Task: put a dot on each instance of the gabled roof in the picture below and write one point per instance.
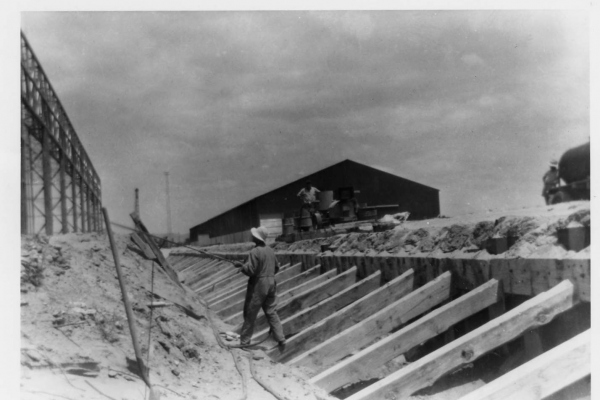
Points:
(301, 180)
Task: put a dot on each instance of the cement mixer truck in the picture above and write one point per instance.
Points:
(574, 172)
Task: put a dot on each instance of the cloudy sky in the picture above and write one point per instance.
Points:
(234, 104)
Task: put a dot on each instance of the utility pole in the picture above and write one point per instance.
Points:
(136, 206)
(169, 229)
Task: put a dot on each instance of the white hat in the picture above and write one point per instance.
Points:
(260, 233)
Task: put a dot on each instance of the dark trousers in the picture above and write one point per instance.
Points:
(261, 293)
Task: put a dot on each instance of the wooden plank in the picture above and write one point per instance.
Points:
(193, 268)
(425, 371)
(209, 274)
(298, 279)
(235, 286)
(143, 246)
(226, 292)
(346, 317)
(304, 287)
(221, 282)
(296, 293)
(316, 294)
(544, 375)
(376, 325)
(317, 312)
(289, 272)
(239, 296)
(144, 234)
(197, 264)
(233, 299)
(357, 367)
(225, 270)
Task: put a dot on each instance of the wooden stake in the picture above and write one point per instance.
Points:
(425, 371)
(434, 323)
(380, 323)
(544, 375)
(128, 310)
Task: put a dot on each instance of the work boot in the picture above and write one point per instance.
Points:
(281, 346)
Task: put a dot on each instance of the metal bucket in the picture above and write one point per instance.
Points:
(325, 199)
(305, 219)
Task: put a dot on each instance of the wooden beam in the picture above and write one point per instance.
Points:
(191, 263)
(238, 296)
(143, 246)
(236, 275)
(287, 273)
(215, 298)
(150, 241)
(304, 286)
(311, 297)
(225, 270)
(236, 286)
(233, 314)
(544, 375)
(47, 182)
(357, 367)
(206, 275)
(425, 371)
(298, 279)
(323, 309)
(346, 317)
(226, 284)
(380, 323)
(201, 273)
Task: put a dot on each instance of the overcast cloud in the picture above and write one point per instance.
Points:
(234, 104)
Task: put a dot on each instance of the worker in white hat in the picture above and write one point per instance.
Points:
(261, 267)
(551, 180)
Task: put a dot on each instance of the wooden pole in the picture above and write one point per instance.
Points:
(74, 194)
(24, 208)
(128, 310)
(47, 178)
(63, 194)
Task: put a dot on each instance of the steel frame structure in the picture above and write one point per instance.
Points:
(60, 189)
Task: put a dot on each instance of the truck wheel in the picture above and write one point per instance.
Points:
(560, 197)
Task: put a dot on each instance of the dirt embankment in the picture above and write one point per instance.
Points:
(531, 233)
(75, 340)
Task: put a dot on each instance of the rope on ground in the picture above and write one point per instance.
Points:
(242, 373)
(263, 383)
(150, 324)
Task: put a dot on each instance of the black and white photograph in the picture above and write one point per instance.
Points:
(299, 201)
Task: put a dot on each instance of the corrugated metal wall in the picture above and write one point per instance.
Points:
(376, 188)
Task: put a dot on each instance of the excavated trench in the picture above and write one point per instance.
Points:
(372, 320)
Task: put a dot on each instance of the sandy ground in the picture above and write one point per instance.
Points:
(75, 341)
(533, 229)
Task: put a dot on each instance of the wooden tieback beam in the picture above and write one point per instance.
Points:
(424, 372)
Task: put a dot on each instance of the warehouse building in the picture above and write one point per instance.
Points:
(373, 187)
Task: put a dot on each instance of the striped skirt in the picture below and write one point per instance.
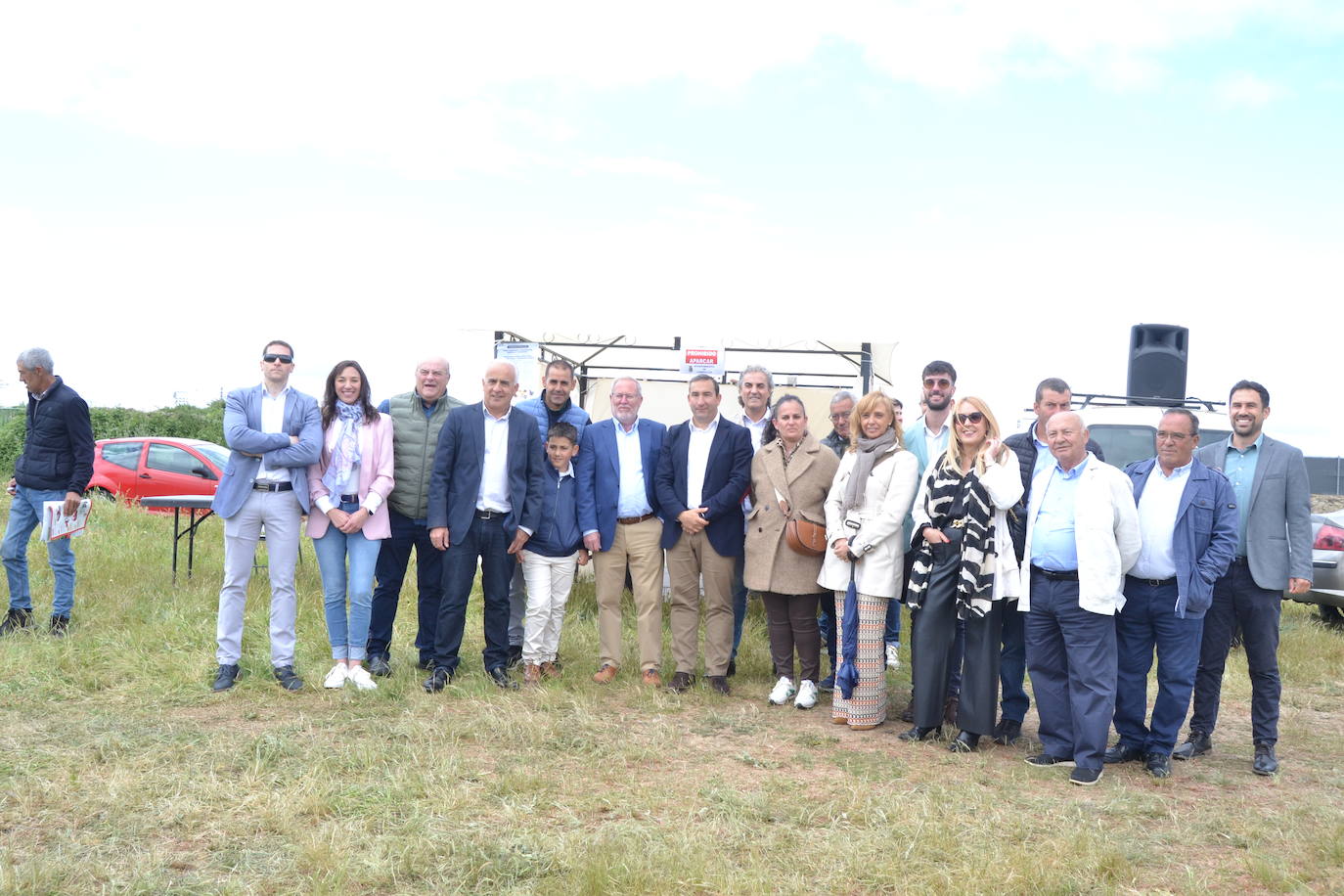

##########

* _Task details_:
Lay out every line of the rows above as a numbered list, skipping blank lines and leaving out the pictures.

* _Solved problem_:
1. Task: put a dot on each instance of the gabled roof in the picture below and write one point per instance.
2. Points:
3. (301, 180)
4. Task: put a dot on each instance of the cement mixer truck in the picture above and write one point per instance.
5. Points:
6. (574, 172)
7. Task: put a dot on each instance of the cloudy sky in the picture above and write one point per instance.
8. Points:
9. (234, 104)
10. Task: put a dot on each instance of the utility pole in the picture above and write one point per instance.
11. Points:
12. (136, 206)
13. (169, 229)
14. Task: put a dot on each instance of the white hat in the picture above and write one point per instance.
15. Points:
16. (260, 233)
17. Task: put a dot on each instance of the dark trousers in the picture above and write one point per instance.
18. Points:
19. (261, 293)
20. Task: put a dot on each instance of the wooden plank in the picture above and write one point per instance.
21. Points:
22. (193, 268)
23. (425, 371)
24. (209, 274)
25. (298, 279)
26. (235, 286)
27. (143, 246)
28. (226, 292)
29. (346, 317)
30. (304, 287)
31. (221, 282)
32. (296, 293)
33. (316, 294)
34. (544, 375)
35. (376, 325)
36. (317, 312)
37. (289, 272)
38. (239, 296)
39. (144, 234)
40. (197, 264)
41. (233, 299)
42. (357, 367)
43. (225, 270)
44. Task: put a dot on each instance of the wooden stake in the picture above and write one point per instance.
45. Points:
46. (425, 371)
47. (434, 323)
48. (380, 323)
49. (544, 375)
50. (128, 310)
51. Task: put a dot on each instance of the work boot in the picture above and write one point per instance.
52. Points:
53. (281, 346)
54. Task: put a dot on each instance of the metal bucket in the picture above and write one point per instance.
55. Points:
56. (325, 199)
57. (305, 219)
58. Task: put a dot on each instance of the wooden beam in the picture above and write one point per instance.
59. Points:
60. (191, 263)
61. (238, 296)
62. (143, 246)
63. (236, 275)
64. (287, 273)
65. (215, 298)
66. (150, 241)
67. (304, 286)
68. (311, 297)
69. (225, 270)
70. (236, 286)
71. (233, 314)
72. (544, 375)
73. (47, 182)
74. (357, 367)
75. (206, 275)
76. (425, 371)
77. (298, 279)
78. (323, 309)
79. (346, 317)
80. (226, 284)
81. (380, 323)
82. (201, 273)
83. Task: put a dot on each instance of the overcast cloud in the picture above and write one point per instance.
84. Points:
85. (234, 104)
86. Task: put a dot on each instance of the worker in white hat in the picture above and write one point per instance.
87. Points:
88. (261, 267)
89. (551, 180)
90. Task: put a dot on each instance of the wooden pole in the picture above and write one point per instance.
91. Points:
92. (74, 194)
93. (24, 208)
94. (128, 310)
95. (47, 178)
96. (63, 194)
97. Task: put a dot on each instance of the steel frame structure in the picture above and write one point per instance.
98. Points:
99. (60, 189)
100. Task: put a dot on each instance of the truck wheel in the picture above and write one point per instance.
101. Points:
102. (560, 197)
103. Task: put a dot on each instance of the dirt embankment in the picture above and write one point per instance.
104. Points:
105. (531, 233)
106. (75, 340)
107. Task: put a dot on each instance of the rope on ground in the picture above and write one point per instance.
108. Points:
109. (242, 373)
110. (263, 383)
111. (150, 324)
112. Task: put a dot on each instance of the black and white photograph in the picture above and write one point per instance.
113. Points:
114. (299, 201)
115. Task: put a dot on each instance of the corrugated metal wall in the picture above and write one point per instance.
116. Points:
117. (376, 188)
118. Task: put a dot on each instance of the excavated trench in the picture above and write one point per instance.
119. Points:
120. (372, 320)
121. Task: put a dot on each instance of the sandy ground in the picture above and write one point per instance.
122. Points:
123. (75, 341)
124. (533, 229)
125. Task: put a dot on each instance of the wooden tieback beam in the picture above and write one point per instance.
126. Points:
127. (424, 372)
128. Task: put a dot on each instance of the warehouse building in the picture above and write one point per instance.
129. Points:
130. (373, 187)
131. Task: put a dot on each instance of the striped skirt in the picture below and write one point per instance.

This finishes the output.